The Thai Culture and Food Festival is a multicultural festival held at Federation Square in Melbourne, Victoria, Australia. Held since 2004, it attracts over 40,000 visitors to enjoy Thai food, music, traditional dance, martial arts and fashion.

== History ==
Victoria has a growing Thai community of over 10,000 people. The festival began in 2004 and was founded by Thai Culture and Food Festival Inc. a not-for-profit incorporated association in Melbourne, Australia to enable the Thai community to celebrate the traditional Songkran festival and to promote Thai culture and food to Australian audiences.

The festival usually starts with prayers by local Buddhist monks, followed by an opening ceremony with various dignitaries. Then on the main stage at Fed Square Thai dances are performed. Interspersed with other cultural performances are a number of special shows. In 2006, the 60th anniversary of King Bhumibol Adulyadej of Thailand ascension to the throne was celebrated with a performance by the Melbourne Jazz Ensemble of a number of the king's own jazz compositions. The 2007 Festival celebrated the king's 80th birthday.

Many of Melbourne's Thai restaurants sell Thai food from stalls on the riverside terrace. Thai products are sold from stalls in the main square.

== 2013 Program ==
The 10th Anniversary of Thai Culture and Food festival was held on 20 March 2013. The Australian Thai Artist Interchange were invited to present The Hua Krathi Project as part of the festival program. The Hua Krathi Project showcased contemporary Thai art across University, commercial galleries and public spaces. It was instigated and curated by Rushdi Anwar and Melanie Jayne Taylor.

=====

ACTION ITEM —
According to the text on the Thai Culture and Food Festival, who curated The Hua Krathi Project? The material that follows is separate from the festival text.

=====

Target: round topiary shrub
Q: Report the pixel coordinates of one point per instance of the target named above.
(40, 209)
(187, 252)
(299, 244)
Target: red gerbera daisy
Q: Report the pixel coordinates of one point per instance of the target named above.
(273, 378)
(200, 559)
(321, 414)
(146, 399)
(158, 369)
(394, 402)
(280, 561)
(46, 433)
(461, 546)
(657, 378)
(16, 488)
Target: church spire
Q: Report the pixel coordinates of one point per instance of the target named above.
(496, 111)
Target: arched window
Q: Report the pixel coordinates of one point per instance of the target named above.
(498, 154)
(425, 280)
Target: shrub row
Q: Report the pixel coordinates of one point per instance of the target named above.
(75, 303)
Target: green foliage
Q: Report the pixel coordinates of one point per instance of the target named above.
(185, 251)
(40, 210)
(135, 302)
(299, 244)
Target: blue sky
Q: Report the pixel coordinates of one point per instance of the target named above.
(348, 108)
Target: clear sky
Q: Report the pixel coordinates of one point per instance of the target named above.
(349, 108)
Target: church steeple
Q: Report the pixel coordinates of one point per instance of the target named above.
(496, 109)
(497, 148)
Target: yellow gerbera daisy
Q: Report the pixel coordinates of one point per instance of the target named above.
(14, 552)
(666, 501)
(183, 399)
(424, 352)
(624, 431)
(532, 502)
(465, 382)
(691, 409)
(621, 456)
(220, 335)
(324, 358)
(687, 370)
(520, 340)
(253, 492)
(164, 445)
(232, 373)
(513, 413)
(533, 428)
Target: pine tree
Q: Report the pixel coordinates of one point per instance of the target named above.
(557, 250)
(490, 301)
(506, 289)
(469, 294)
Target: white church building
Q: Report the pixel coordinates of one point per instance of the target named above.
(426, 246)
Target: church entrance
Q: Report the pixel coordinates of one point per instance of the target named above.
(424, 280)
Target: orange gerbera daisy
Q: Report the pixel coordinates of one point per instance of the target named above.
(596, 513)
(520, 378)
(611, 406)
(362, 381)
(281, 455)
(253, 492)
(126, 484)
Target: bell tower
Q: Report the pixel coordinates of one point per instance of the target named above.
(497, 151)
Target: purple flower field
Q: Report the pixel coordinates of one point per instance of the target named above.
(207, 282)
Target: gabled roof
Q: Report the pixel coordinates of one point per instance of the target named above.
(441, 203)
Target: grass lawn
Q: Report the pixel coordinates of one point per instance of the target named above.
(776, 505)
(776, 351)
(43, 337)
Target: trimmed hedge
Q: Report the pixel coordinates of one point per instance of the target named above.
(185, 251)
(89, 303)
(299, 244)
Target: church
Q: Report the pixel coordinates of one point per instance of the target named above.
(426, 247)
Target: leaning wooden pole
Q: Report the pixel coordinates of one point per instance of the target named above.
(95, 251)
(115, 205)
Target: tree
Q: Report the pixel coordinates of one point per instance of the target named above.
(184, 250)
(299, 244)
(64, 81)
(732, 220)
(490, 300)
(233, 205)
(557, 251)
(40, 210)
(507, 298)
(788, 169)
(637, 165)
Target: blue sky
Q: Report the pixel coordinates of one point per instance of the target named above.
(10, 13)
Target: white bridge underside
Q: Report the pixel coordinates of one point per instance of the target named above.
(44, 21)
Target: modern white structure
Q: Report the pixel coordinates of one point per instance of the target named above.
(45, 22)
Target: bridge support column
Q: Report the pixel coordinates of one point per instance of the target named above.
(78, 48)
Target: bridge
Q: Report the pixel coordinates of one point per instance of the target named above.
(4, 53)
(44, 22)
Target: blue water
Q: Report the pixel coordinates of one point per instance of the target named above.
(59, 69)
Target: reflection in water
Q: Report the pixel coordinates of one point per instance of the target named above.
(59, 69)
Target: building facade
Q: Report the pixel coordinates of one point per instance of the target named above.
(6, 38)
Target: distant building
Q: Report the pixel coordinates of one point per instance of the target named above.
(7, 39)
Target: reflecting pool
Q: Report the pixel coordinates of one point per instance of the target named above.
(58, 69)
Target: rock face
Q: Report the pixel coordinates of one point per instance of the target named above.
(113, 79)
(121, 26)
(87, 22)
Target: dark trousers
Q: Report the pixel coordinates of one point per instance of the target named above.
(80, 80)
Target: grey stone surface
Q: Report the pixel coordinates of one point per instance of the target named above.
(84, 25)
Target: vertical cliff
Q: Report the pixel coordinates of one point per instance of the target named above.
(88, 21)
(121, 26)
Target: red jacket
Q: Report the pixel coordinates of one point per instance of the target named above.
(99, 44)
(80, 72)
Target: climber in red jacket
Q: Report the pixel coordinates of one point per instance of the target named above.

=====

TASK ANSWER —
Rushdi Anwar and Melanie Jayne Taylor.